Exercise set:
1. According to the Williamsburg Capitol post, why was the new Capitol Building first built without fireplaces and chimneys?
2. Write out the part of the Williamsburg Capitol post that begins at the words "Williamsburg / Captitol" and stops after the words "called the capitol.".

Camp Martin Travels

These entries will be a combination of historical day trips, graduate level travel courses, and just little stops along the way. I have been teaching 8th grade American History for over 25 years. I am also a Civil War Reenactor and have traveled to Germany and Austria with several groups of exchange students and written about our adventures. Please check all my posts by using the monthly Blog Archive tabs shown below. I have posted over 150 Blog Episodes since 2009... Please explore them all!

Tuesday, November 10, 2009

Williamsburg / Captitol & Gaol

Colonial Williamsburg
Teacher's Institute / Summer 2009
Series Part # 5

The Capitol Building Gate

Welcome to Law and Order, Colonial Williamsburg style... the highest court in Virginia. Following the colonial governments move to Williamsburg, a government building needed to be built where the legislature could meet and conduct business. The structure created was in the shape of an "H"; actually two separate buildings connected together. The east wing was reserved for the House of Burgesses and the west for the judicial business of the general court. The second floor provided space for the governor and his 12 council members, who were collectively known as the Council Chamber, to make key decisions for the colony. This was the first building in America that was actually called the capitol.

Governor's Balcony
Fire had completely destroyed the government building three separate times when the capital existed in Jamestown. As a result, people were so concerned with the threat of fire that the new building was built without fireplaces and chimneys. The court generally met in the spring and fall for formal sessions so heat would not be needed. In addition... all fire, candles, and even tobacco use was prohibited to protect Virginia's new Capitol Building. However, the clerk of records began to complain that the dampness in the air was putting paper court files at risk. Two fireplaces were then added to help eliminate moisture inside the building. Within 20 years the building was completely gutted by fire.

Listed entries:

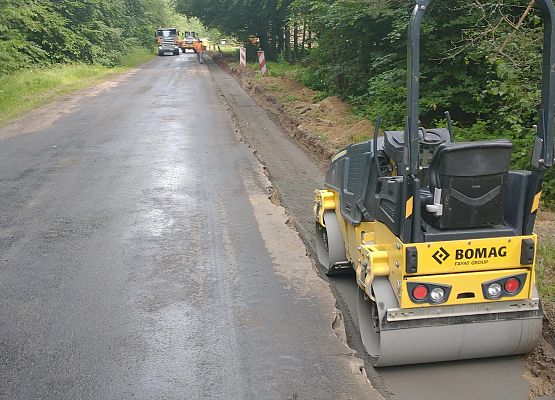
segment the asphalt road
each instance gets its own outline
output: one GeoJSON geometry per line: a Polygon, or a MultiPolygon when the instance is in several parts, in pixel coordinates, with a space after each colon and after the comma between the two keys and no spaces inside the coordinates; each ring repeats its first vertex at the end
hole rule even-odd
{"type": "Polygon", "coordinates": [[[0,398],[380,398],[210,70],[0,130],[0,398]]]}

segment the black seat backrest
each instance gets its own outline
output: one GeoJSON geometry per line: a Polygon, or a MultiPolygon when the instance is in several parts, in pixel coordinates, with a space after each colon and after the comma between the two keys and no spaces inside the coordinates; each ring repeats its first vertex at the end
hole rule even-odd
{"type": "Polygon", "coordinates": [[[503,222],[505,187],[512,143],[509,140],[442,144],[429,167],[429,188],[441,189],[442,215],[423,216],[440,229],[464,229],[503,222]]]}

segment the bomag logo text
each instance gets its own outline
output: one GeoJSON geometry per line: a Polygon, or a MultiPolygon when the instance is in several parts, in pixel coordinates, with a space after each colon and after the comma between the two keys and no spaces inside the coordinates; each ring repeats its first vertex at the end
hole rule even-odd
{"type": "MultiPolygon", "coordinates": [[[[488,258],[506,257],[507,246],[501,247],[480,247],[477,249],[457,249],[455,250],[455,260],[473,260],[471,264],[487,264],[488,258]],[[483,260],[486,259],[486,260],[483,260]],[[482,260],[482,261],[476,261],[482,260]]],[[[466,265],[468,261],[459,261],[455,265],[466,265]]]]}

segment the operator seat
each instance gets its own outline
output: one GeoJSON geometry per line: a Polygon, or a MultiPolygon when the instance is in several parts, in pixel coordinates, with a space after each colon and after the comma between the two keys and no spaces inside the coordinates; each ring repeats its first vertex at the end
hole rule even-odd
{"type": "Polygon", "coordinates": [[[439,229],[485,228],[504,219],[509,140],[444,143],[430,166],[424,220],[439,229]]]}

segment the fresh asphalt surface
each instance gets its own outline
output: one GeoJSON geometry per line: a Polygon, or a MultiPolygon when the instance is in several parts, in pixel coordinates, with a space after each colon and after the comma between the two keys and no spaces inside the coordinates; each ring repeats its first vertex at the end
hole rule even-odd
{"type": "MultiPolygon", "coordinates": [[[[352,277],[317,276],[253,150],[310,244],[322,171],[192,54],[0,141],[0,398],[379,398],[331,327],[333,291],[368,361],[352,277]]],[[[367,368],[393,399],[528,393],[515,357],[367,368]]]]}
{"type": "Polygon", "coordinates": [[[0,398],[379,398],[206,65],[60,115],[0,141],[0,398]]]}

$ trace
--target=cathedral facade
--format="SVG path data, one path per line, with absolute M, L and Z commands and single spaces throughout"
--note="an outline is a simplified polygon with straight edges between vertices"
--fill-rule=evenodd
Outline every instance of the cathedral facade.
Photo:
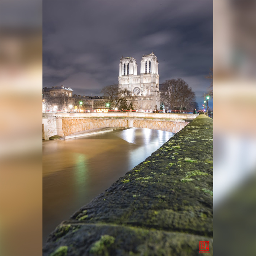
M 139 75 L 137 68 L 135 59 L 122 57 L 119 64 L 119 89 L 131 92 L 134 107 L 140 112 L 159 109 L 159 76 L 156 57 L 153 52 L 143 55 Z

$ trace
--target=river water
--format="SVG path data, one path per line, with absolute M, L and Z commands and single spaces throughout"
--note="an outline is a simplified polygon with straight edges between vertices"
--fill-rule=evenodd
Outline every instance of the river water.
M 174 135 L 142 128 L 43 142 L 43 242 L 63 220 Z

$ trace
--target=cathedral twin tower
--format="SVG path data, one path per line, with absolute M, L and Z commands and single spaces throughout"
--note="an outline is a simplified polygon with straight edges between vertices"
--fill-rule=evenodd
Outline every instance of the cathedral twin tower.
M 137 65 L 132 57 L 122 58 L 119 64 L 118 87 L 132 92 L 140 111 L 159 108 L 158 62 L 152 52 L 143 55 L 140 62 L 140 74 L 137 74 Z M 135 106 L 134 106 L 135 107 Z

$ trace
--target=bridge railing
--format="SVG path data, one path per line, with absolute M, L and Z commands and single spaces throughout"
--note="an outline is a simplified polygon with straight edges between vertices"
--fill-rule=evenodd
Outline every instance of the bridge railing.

Results in order:
1. Fire had destroyed the government building three separate times in Jamestown, so people feared fire.

2.
Williamsburg / Captitol & Gaol

Colonial Williamsburg
Teacher's Institute / Summer 2009
Series Part # 5

The Capitol Building Gate

Welcome to Law and Order, Colonial Williamsburg style... the highest court in Virginia. Following the colonial governments move to Williamsburg, a government building needed to be built where the legislature could meet and conduct business. The structure created was in the shape of an "H"; actually two separate buildings connected together. The east wing was reserved for the House of Burgesses and the west for the judicial business of the general court. The second floor provided space for the governor and his 12 council members, who were collectively known as the Council Chamber, to make key decisions for the colony. This was the first building in America that was actually called the capitol.